[[ Data for processing open ]]

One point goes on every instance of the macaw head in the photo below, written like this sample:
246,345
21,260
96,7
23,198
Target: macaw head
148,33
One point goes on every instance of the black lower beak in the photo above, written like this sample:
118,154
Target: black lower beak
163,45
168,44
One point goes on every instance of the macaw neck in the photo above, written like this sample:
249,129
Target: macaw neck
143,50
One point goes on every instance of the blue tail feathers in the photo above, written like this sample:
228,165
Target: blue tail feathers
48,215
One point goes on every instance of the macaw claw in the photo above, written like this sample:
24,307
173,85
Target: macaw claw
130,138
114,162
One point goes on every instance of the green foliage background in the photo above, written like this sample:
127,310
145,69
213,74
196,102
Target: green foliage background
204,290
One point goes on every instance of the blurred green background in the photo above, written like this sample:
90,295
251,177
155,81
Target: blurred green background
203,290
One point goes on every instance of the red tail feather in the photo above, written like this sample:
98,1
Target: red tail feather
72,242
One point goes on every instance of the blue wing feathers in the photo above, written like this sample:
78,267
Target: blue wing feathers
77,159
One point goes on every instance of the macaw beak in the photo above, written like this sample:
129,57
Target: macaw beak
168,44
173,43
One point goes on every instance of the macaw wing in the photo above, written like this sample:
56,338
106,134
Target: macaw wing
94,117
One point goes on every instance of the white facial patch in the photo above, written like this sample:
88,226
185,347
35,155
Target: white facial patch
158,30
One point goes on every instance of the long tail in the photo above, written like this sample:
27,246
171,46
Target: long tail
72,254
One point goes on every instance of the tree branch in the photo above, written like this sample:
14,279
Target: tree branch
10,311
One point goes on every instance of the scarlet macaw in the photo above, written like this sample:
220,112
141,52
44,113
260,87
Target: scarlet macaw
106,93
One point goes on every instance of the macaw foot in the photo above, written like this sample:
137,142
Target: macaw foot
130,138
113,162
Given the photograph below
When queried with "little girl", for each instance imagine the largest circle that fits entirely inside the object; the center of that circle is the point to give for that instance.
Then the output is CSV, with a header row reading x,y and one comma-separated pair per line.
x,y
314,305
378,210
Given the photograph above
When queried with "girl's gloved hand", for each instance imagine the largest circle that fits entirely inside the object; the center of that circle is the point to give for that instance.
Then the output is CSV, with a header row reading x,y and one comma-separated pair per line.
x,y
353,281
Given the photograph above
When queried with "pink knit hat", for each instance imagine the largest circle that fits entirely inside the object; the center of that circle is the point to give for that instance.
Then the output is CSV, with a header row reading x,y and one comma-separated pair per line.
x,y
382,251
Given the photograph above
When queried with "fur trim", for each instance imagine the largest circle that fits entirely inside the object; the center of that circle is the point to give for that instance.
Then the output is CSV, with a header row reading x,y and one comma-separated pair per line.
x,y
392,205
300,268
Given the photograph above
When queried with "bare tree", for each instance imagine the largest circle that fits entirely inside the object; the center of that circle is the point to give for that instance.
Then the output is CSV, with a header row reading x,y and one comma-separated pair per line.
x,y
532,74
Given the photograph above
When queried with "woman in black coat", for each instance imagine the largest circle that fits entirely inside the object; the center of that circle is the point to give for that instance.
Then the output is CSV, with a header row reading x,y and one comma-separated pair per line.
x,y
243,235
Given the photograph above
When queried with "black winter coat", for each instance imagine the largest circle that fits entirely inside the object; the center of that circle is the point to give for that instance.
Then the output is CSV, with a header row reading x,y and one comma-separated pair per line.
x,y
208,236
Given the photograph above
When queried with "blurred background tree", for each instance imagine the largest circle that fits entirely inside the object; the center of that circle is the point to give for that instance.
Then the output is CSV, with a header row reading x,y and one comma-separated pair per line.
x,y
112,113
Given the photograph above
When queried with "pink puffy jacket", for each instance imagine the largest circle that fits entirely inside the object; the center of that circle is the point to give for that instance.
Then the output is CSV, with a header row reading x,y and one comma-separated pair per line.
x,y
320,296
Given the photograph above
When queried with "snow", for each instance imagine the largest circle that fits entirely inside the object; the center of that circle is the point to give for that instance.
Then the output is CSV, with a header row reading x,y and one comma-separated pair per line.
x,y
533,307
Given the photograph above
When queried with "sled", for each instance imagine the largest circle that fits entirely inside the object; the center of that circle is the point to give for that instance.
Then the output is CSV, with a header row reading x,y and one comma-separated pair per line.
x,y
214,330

[[ Data for processing closed ]]

■ **Description of the task**:
List each line of the records that holds the string "coat".

■ **Expected output**:
When queried with "woman in black coat", for each instance imagine the largest circle that fits entirely inside the object; the center of that circle is the point to give for that instance.
When queried with "black winter coat", for each instance imagine the largest circle that fits entirely inside the object; the center of that circle is the point to give for that instance.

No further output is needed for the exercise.